**EXERCISE PROMPT**
Rewrite all the records below, replacing every "marker" with "pin" and leaving everything else unchanged.

[begin RECORDS FOR THE EXERCISE]

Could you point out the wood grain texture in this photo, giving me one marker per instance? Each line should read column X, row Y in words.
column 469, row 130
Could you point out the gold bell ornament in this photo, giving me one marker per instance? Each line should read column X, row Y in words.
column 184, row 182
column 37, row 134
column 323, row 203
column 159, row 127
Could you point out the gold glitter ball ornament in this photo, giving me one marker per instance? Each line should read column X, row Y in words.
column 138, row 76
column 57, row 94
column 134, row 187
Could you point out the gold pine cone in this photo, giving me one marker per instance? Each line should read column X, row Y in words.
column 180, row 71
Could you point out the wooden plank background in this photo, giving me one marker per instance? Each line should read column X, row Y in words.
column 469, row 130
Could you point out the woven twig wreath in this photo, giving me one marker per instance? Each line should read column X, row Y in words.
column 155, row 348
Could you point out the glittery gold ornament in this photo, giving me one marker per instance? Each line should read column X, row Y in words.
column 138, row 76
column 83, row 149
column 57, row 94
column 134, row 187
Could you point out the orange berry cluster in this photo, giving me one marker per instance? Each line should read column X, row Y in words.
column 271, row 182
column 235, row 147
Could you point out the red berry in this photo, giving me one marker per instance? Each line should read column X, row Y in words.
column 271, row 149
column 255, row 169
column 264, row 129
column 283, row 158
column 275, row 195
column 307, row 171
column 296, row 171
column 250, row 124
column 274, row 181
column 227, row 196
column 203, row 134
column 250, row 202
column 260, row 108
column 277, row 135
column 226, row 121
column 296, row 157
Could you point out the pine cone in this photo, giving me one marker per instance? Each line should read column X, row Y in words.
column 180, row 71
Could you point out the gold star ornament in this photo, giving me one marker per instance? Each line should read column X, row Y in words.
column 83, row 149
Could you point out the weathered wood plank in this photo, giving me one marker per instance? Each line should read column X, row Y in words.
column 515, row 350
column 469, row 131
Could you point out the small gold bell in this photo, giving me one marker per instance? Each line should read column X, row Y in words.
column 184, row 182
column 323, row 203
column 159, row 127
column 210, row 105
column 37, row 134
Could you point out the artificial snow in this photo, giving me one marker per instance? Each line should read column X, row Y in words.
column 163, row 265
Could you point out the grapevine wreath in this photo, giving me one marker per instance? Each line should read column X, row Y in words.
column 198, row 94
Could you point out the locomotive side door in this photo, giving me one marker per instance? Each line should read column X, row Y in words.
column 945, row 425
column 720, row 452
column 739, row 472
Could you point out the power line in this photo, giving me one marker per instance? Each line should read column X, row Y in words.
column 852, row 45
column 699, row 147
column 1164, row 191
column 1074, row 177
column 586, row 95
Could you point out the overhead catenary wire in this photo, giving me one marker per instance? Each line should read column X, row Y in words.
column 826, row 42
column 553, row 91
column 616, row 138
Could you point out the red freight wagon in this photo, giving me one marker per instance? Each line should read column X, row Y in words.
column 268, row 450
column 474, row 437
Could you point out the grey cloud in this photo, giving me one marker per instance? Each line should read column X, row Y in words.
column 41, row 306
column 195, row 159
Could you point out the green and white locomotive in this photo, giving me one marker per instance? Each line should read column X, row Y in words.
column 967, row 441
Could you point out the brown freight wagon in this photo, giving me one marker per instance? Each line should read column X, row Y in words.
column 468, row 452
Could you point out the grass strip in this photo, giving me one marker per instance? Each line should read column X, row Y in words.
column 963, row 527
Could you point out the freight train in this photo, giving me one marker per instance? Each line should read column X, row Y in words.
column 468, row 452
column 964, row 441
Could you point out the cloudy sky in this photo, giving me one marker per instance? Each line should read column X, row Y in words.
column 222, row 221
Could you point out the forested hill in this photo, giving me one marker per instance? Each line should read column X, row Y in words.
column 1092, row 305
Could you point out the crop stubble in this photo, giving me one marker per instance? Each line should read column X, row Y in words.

[end RECORDS FOR THE EXERCISE]

**FINAL RESULT**
Could you point out the wood grain texture in this photo, giving me one pin per instance? Each line should read column X, row Y in words.
column 469, row 130
Could you point out the gold bell ornament in this photo, giving me one pin per instance? Each line should read column X, row Y in words.
column 184, row 182
column 37, row 134
column 323, row 203
column 159, row 127
Could you point out the gold glitter ball ornament in this photo, giving me one pin per instance? Each line should read column X, row Y in words.
column 138, row 76
column 57, row 94
column 134, row 187
Could you point out the gold pine cone in this photo, giving me one pin per instance? Each line should read column X, row Y in words.
column 180, row 71
Could you point out the wooden plank background in this photo, giving me one pin per instance? Each line should read column X, row Y in words.
column 469, row 130
Could you point out the woven twig wreath in this photo, giving me one pin per instance? Each line should read column X, row Y in words.
column 155, row 348
Could you point out the glittery gold ornament in this photo, giving me one pin per instance? Each line should read column X, row Y in words.
column 138, row 76
column 83, row 149
column 57, row 94
column 134, row 187
Could you point out the orange berry cluster in this photo, giving me one pin per instance? Each line should read column X, row Y in words.
column 271, row 182
column 235, row 147
Could you point out the red berry in this photo, giving me one pin per instance? Each line should read column X, row Y in words.
column 271, row 149
column 255, row 169
column 264, row 129
column 283, row 158
column 275, row 195
column 307, row 171
column 296, row 171
column 250, row 124
column 274, row 181
column 227, row 196
column 203, row 134
column 250, row 202
column 260, row 108
column 277, row 135
column 226, row 121
column 296, row 157
Could you point out the pine cone in this photo, giving me one pin per instance? Each line should read column X, row Y in words.
column 180, row 71
Could you point out the gold star ornament in this photo, giving me one pin per instance? Each line should read column X, row Y in words.
column 83, row 149
Could you point out the weathered wood plank in this photo, giving me one pin per instance? Each line should read column X, row Y in words.
column 515, row 350
column 469, row 131
Could you point out the small gold bell in this photo, giving me one pin per instance? Each line should read column X, row Y in words.
column 184, row 182
column 323, row 203
column 159, row 127
column 210, row 105
column 37, row 134
Could you point out the artificial snow in this photo, giving me one pin per instance? Each line should read column X, row Y in words.
column 163, row 265
Could you point out the grapevine wreath in this photo, giving me one pin per instance? Each line should read column X, row Y in words.
column 198, row 94
Could you point out the locomotive side door in this photo, giving me one pin per instance? Each line should read column X, row Y in words.
column 945, row 425
column 720, row 452
column 739, row 472
Could you point out the power line in this photo, giving me one pin per instance? Each line should read column X, row Y in words.
column 852, row 45
column 699, row 147
column 1164, row 191
column 1074, row 177
column 586, row 95
Could you point out the overhead catenary wire in this photo, giving me one pin per instance? Each line should read column X, row Y in words.
column 826, row 42
column 553, row 91
column 616, row 138
Could you point out the red freight wagon in this photo, giving me one pin per instance? Each line should read column X, row Y in words.
column 268, row 450
column 474, row 437
Could you point out the grey cloud in this photo, giving me one pin per instance? Each line should read column X, row Y in words.
column 41, row 306
column 195, row 159
Could you point out the green and white locomotive in this photo, giving me one pin per instance? Each line should read column X, row Y in words.
column 967, row 441
Could you point out the brown freight wagon in this photo, giving me one pin per instance? Each line should read column X, row Y in words.
column 468, row 452
Could you point out the grass strip in this photo, giving me one pin per instance? Each line should read column X, row Y in words.
column 963, row 527
Could you point out the freight train in this photo, giving me one pin per instance? Each line should read column X, row Y in words.
column 468, row 452
column 964, row 441
Could you point out the cloudy sky in this photo, giving me one pin per instance? Each line should read column X, row Y in words.
column 222, row 221
Could you point out the forested hill in this photo, giving me one pin per instance? Each line should read column X, row Y in words.
column 1092, row 305
Could you point out the crop stubble in this photo, giving me one pin per instance? Each line should read column X, row Y in words.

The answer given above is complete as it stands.